Task objective:
Without the pictures, copy the entries below word for word.

>> BEGIN Provided material

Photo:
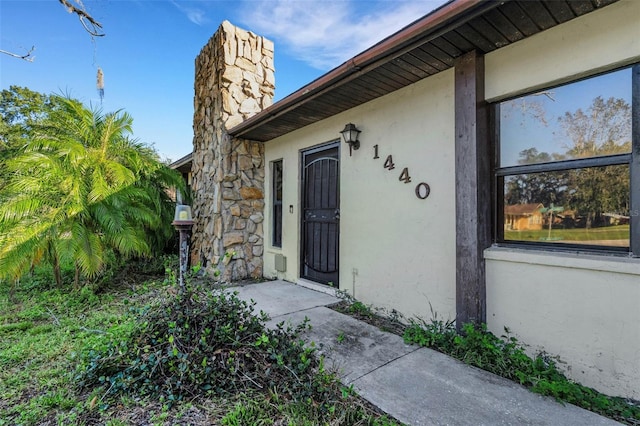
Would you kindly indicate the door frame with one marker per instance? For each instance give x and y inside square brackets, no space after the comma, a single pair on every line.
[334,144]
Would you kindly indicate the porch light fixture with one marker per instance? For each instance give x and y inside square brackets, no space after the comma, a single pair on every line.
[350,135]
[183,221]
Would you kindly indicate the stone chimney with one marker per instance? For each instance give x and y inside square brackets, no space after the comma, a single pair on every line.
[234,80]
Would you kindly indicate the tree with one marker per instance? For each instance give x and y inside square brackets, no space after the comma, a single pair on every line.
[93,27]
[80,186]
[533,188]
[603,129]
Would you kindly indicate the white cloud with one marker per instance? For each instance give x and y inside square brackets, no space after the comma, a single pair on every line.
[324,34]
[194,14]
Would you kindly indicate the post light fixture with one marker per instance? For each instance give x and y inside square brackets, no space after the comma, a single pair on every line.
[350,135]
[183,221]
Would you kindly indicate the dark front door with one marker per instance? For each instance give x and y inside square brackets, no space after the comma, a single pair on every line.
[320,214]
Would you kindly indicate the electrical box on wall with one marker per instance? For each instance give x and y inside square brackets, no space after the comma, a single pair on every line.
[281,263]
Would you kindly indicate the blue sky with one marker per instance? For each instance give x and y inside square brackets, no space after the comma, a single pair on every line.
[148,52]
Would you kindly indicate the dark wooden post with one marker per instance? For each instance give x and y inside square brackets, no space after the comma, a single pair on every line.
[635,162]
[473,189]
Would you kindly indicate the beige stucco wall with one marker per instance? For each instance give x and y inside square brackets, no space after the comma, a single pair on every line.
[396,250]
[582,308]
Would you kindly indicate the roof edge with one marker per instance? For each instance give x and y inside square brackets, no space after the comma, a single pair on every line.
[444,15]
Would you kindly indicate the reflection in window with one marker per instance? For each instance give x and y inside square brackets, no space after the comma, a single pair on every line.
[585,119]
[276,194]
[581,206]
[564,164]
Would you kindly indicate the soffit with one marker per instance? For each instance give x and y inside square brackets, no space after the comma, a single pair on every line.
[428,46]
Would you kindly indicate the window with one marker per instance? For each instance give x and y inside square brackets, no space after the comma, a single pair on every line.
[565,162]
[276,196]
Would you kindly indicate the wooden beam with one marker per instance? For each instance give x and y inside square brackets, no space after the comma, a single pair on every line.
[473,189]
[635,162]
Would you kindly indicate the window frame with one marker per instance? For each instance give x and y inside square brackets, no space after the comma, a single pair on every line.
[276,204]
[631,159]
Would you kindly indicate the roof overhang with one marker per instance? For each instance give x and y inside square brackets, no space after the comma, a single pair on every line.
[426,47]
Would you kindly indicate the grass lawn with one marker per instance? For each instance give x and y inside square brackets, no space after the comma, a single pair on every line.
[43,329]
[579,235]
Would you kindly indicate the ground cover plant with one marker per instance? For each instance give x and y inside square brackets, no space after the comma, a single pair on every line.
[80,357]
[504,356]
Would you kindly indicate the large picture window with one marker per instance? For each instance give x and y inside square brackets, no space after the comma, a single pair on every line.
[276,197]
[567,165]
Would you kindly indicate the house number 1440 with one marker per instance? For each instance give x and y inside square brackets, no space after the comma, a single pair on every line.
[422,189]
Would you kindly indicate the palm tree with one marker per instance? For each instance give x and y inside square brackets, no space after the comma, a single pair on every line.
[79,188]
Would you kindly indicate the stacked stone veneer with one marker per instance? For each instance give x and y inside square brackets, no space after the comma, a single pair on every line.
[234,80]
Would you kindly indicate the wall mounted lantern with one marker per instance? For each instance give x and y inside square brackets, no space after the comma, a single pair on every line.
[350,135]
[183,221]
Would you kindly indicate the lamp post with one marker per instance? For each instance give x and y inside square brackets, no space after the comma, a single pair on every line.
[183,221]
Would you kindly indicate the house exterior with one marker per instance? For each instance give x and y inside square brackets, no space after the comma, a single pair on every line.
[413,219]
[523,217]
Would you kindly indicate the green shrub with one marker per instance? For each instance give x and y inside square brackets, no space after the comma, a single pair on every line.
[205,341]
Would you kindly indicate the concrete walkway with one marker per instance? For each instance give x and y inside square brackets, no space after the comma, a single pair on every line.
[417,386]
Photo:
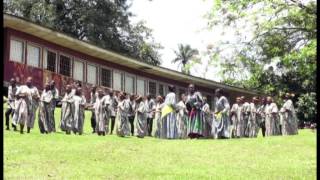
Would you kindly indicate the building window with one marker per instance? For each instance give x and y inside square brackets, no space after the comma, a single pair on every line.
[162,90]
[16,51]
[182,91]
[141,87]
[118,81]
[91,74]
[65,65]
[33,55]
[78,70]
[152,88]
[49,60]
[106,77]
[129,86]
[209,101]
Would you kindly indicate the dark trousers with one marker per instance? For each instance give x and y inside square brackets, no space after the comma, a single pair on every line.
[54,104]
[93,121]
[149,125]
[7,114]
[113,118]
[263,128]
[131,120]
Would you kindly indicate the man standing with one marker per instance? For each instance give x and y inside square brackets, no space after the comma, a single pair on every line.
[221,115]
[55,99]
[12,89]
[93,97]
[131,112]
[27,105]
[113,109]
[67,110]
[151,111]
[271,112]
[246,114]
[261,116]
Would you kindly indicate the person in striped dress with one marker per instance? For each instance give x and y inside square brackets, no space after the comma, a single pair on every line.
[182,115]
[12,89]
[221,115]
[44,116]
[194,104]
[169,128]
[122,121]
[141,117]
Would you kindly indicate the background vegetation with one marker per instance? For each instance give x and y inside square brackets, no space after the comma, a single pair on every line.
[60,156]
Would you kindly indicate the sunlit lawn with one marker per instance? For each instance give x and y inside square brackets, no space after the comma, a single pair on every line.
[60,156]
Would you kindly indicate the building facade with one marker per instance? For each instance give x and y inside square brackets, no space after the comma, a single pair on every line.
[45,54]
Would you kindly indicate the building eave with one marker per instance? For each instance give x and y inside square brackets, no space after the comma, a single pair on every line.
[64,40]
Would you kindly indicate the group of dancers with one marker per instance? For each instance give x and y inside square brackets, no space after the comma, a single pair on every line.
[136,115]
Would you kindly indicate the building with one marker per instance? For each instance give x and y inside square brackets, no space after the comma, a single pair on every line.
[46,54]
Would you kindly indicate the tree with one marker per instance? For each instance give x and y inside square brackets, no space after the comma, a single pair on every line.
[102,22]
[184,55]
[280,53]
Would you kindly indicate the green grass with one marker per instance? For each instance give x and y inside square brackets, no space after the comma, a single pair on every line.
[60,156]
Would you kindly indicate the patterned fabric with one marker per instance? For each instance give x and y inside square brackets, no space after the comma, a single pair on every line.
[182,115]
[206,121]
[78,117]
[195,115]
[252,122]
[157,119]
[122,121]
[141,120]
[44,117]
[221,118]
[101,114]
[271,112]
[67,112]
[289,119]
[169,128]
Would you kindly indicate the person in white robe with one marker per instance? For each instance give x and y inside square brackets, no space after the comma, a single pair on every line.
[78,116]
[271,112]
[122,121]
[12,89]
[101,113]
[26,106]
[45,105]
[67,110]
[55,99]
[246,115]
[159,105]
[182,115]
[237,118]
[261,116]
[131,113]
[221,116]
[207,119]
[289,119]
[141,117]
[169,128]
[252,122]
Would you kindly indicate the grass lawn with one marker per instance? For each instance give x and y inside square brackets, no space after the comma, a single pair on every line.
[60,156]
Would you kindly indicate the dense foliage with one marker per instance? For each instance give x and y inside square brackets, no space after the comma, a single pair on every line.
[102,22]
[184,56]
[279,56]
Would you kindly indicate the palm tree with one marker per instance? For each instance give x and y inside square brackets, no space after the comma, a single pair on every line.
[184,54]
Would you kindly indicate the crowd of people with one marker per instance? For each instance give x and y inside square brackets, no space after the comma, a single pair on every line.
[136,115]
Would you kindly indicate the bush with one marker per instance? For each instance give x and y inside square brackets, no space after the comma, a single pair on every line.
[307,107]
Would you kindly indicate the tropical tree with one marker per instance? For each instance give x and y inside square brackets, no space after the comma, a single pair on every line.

>> END Provided material

Right answer:
Photo:
Would you kindly indicate the door frame with one marker per instance? For each instance give x and y inside square brackets, no space after the comma, a single pair on every line.
[334,144]
Would you kindly indicate the porch light fixture with one marker per instance? For each instance give x and y inside square brackets, no space after the comma, a single pair on every line.
[350,135]
[183,221]
Would you kindly indicate the stone chimney with one marker per instance? For each instance give x and y inside square brackets, no space after the comma, a single pair on every line.
[234,80]
Would you kindly indicate the tree with one marker per instance? For each instance give x and y inside square brackets, no space after the comma, a single pair on every line.
[93,27]
[80,186]
[533,188]
[603,129]
Would you kindly indicate the white cloud with one marker per instance? For each instance give x and y inside square brackets, no space after the comma, a single pair on every line.
[324,34]
[194,14]
Would you kindly indicate the post light fixture with one marker per instance? For each instance give x and y inside square brackets, no space after the comma, a single pair on every line.
[350,135]
[183,221]
Would you kindly indicate the dark front door with one marker per instance? For each instance give x and y inside square brackets, no space after the comma, a single pair on every line.
[320,214]
Would you kindly indicate the electrical box on wall with one marker per instance? For each instance give x and y inside square brackets, no space after the comma, a single pair on every line.
[281,263]
Would you kindly indicate the blue sky with one marker per instance? For each instance give x and y inside square brackets, no space after the comma, a single pair on every line.
[148,52]
Would you kindly indicate the dark wooden post with one marker per instance? For each instance give x and y inside square brackets, no space after the comma, a single pair on every line.
[635,162]
[473,189]
Would you kindly indicate the beige stucco wall with one marker per instance? For each instance give x and y inside square brackets, no space after the comma, a single pair on every line.
[396,250]
[582,308]
Would you kindly indicate the roof edge with one marker per instance? For each instance give x and y inside square brackets, no space after the comma, a single pair on every line.
[444,15]
Would you kindly indicate the reflection in window with one marker per instance? For each instance give x and y inside square brackets, no space after the comma, a single pair on every line.
[585,119]
[276,194]
[581,206]
[564,164]
Would you kindly indicate the soffit with one marker per instance? For each instance give x and y inside square brackets, no space after the comma, a single pair on every line.
[428,46]
Would you kindly indicate the window with one marker per instance? For each instance give x and y inside square brackets, no space after the comma, a single pair on every line.
[565,162]
[276,196]
Would you kindly indicate the wooden beam with one marker per instance? For each instance give x and y inside square brackets, no space after the comma, a single pair on every line.
[473,189]
[635,162]
Would you kindly indicate the window frame with one marker per instance? For each instance give x and y inside square brackets, no space after the comma, a single pair on every line.
[276,204]
[631,159]
Would you kindly indicate the roof overhang with one marker per instance? For each instance give x and y inside square brackets, no space after the comma, a single pair on every line.
[426,47]
Would you kindly indicate the grass lawn with one marker per instance? For each instance give x and y inside square brackets, no space after the comma, a single pair on every line.
[43,329]
[579,235]
Would you kindly indicate the ground cover plant with one marker per instance? For each instance give x and y inside square brackets, no space after the comma, a single pair on every line.
[80,357]
[504,356]
Would you kindly indicate the large picture window with one marker per instance? For each instance give x and y inside square brackets, no space after the comma, a single pair on every line.
[276,197]
[567,165]
Would you kindly indicate the house number 1440 with one marker per instance? For each instance give x and y inside square brackets, no space after the comma, a single pair on every line.
[422,189]
Would you kindly indicate the palm tree with one marker per instance? For each instance give x and y inside square brackets, no space after the comma, a single pair on every line.
[79,188]
Would you kindly indicate the stacked stone veneer with one marker per instance? For each instance give x and y inside square brackets, no space after the comma, a single pair on every line.
[234,80]
Would you kindly indicate the wall mounted lantern with one marker per instance? For each instance give x and y inside square brackets, no space after the comma, a single pair on every line.
[350,135]
[183,221]
Would you kindly indicate the lamp post with one marker per instance? For each instance give x and y inside square brackets, no space after the comma, a single pair on every line.
[183,221]
Would you kindly indicate the house exterior with one marker per instance? For each instance give x and y inside square brackets, no space after the comma, a single pair on every line.
[413,219]
[523,217]
Would you kindly indicate the green shrub with one marker per instance? For each instance give x and y inside square brackets, no space after the comma, a single pair on every line.
[205,341]
Would you kindly indicate the concrete walkway with one marker per instance? For each instance give x and y inside square brackets, no space after the comma, a single pair on every line.
[417,386]
Photo:
Would you kindly indicate the building window with one marker per instance? For each instance give x and y inside square brackets, no space after the comma, a single pair on every line.
[162,90]
[16,51]
[182,91]
[141,87]
[118,81]
[91,74]
[65,65]
[33,55]
[78,70]
[152,88]
[49,60]
[106,77]
[129,86]
[209,101]
Would you kindly indicate the dark trousers with one marker per instance? For each instance give x and y inside square brackets, no space after the comma, a single pair on every line.
[54,104]
[93,121]
[149,125]
[7,114]
[113,118]
[263,128]
[131,120]
Would you kindly indicate the man standing with one marker per instance? For each instance give x and y inside square brackets, no space after the comma, a single pair on every line.
[221,115]
[55,99]
[12,89]
[93,97]
[131,112]
[27,105]
[113,109]
[67,110]
[151,111]
[271,112]
[246,114]
[261,116]
Would you kindly indicate the person in striped dress with one marker per instance? For each instance give x and y inside square brackets, no space after the comma, a single pair on every line.
[182,115]
[12,89]
[221,115]
[44,116]
[194,104]
[169,128]
[122,121]
[141,117]
Would you kindly indicate the background vegetation with one marker per instance? For each instance give x and y inside square brackets, no space after the comma, a single pair on every line.
[60,156]
Would you kindly indicate the sunlit lawn with one marker per instance? For each instance give x and y inside square brackets, no space after the comma, a single pair on every line.
[60,156]
Would you kindly indicate the building facade with one marker per instance? For each instance give x and y inside square brackets, no space after the comma, a single pair on every line.
[45,54]
Would you kindly indicate the building eave with one marker per instance? For each instance give x and y inside square brackets, no space after the comma, a single pair on every line.
[64,40]
Would you kindly indicate the group of dancers with one marker per instance? For each instance give x and y inside square brackets, no space after the comma, a single pair on every line.
[136,115]
Would you kindly indicate the building with one marker per instance? For each instance give x and y inside square brackets, no space after the comma, a single pair on every line.
[46,54]
Would you kindly indicate the tree with one marker per instance? For each instance give x and y inside square brackets, no space after the comma, a single pair on every line.
[102,22]
[184,55]
[280,53]
Would you kindly indicate the green grass with one marker per instance? For each instance give x and y inside square brackets, no space after the comma, a single pair on every line.
[60,156]
Would you kindly indicate the patterned fabric with one marker per instance? For each instance give x and y inside square brackets, no space after the comma, a single pair on every line.
[182,115]
[206,121]
[78,117]
[195,115]
[252,122]
[157,119]
[122,121]
[141,120]
[44,117]
[221,118]
[101,114]
[271,112]
[67,112]
[289,119]
[169,128]
Would you kindly indicate the person in white robe with one marker per instance? For each instance give x and y inside square brackets, no space after the comma, a single pair on every line.
[78,116]
[271,112]
[122,121]
[12,89]
[101,113]
[26,106]
[45,105]
[67,110]
[55,99]
[246,115]
[159,105]
[182,115]
[237,118]
[261,116]
[131,113]
[221,116]
[207,119]
[289,119]
[141,117]
[169,128]
[252,122]
Would you kindly indicate the grass lawn with one marker per instance? For each instance give x and y inside square brackets, no space after the comma, a single pair on every line.
[60,156]
Would you kindly indicate the dense foliage with one marker per instance? For each instance give x and y inside square brackets, no space after the comma, a single pair on every line.
[102,22]
[184,56]
[279,56]
Would you kindly indicate the palm tree with one marker per instance? For each instance give x and y inside square brackets, no space after the comma, a single pair on every line.
[184,54]
Would you kindly indicate the crowd of people with one marker per instance? For each instance give x and y inside square brackets, no space after the comma, a single pair on every line.
[136,115]
Would you kindly indicate the bush with one marker per instance? For each instance give x and y inside square brackets, no space after the comma, a single pair on every line.
[307,107]
Would you kindly indicate the tropical tree with one marker per instance? For each instance give x and y inside square brackets, no space after the comma, a single pair on every line.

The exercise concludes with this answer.